═══ PROVIDED PASSAGE

On May 15th, South Sudan officials at the Nimule border point seized 120 tons of maize grains, maize flour, and wheat that were deemed unsuitable for human consumption.
Upon subjecting 27 samples of the confiscated goods to laboratory testing, officials at the border discovered their unsuitability for consumption, prompting the impoundment.
Mary reassured the people of South Sudan that no truck would be permitted to leave with any consignment deemed harmful for consumption.
“We are safeguarding our consumers and protecting our country from becoming a dumping ground. No one should question our decision. The government has made its determination, and that is final,” she affirmed.
She criticised the Ugandan Bureau of Standards for failing to test the goods before their shipment across the border.
“When we inquired about these shipments arriving without certification, they replied that these were products near to us and brought to us, and thus, they never submitted them to the Bureau of Standards,” Mary explained.
“These goods have entered our territory, and as such, we have the prerogative to handle them as we see fit. The Ugandan Bureau of Standards should have conducted all necessary inspections before issuing the necessary paperwork. We have urged them to test any consignments coming from Uganda,” she said.
On June 16, 2023, Ugandan officials requested South Sudan to release and return the 63 trucks carrying food items that tested positive for aflatoxin.
On Monday, the drivers whose trucks were seized at the Nimule Border threatened to go on strike if South Sudan did not release their vehicles. Mary maintained that the decision to destroy the goods would stand despite potential protests, emphasizing that the country has full authority to make decisions regarding harmful goods entering its territory.

══════
═══ STORED DATA

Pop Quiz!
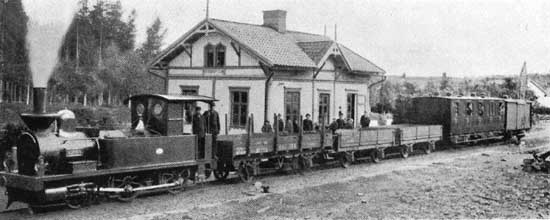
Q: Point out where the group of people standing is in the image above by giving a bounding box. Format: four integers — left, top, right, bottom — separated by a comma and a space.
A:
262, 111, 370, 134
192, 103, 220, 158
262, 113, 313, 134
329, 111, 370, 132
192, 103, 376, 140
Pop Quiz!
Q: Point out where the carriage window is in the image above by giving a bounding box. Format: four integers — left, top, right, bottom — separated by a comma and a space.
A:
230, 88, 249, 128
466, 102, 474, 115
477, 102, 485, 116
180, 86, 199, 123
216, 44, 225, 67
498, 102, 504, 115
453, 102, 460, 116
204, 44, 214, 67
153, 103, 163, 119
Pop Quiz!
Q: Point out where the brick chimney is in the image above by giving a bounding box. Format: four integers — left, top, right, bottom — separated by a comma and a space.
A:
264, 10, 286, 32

══════
═══ STORED DATA

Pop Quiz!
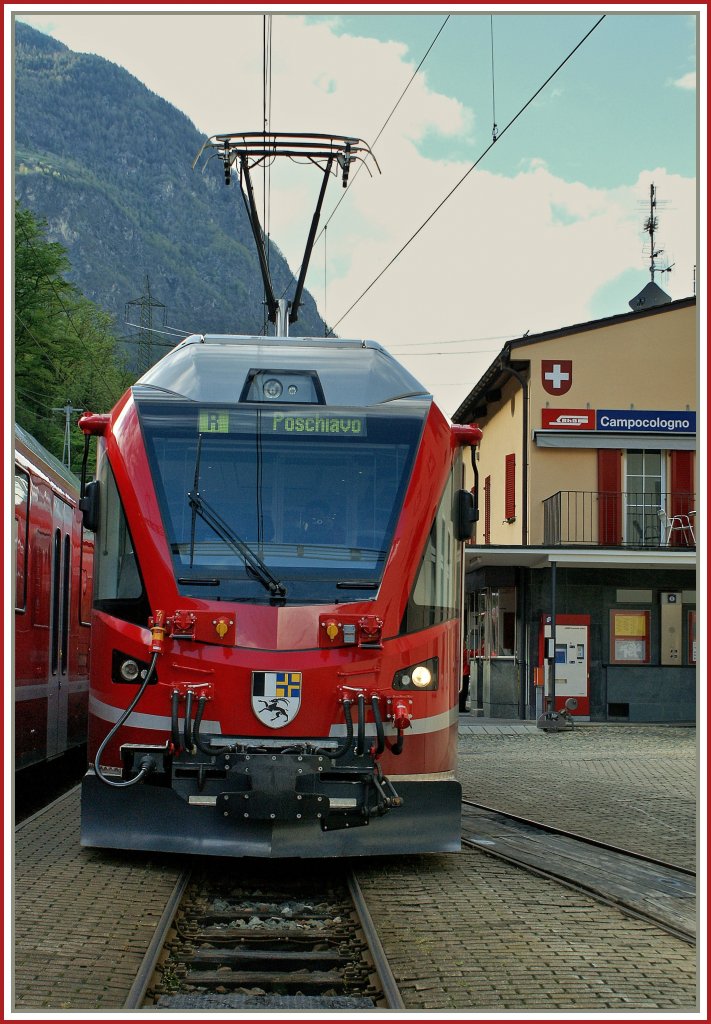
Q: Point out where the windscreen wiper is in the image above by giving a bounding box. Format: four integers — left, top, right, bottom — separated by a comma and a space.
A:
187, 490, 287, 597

══════

_WHAT IS REQUIRED_
Update the text on the food seized at the Nimule border from "On May 15th, South" up to and including "for human consumption.", putting "impounded" in place of "seized".

_ANSWER SECTION_
On May 15th, South Sudan officials at the Nimule border point impounded 120 tons of maize grains, maize flour, and wheat that were deemed unsuitable for human consumption.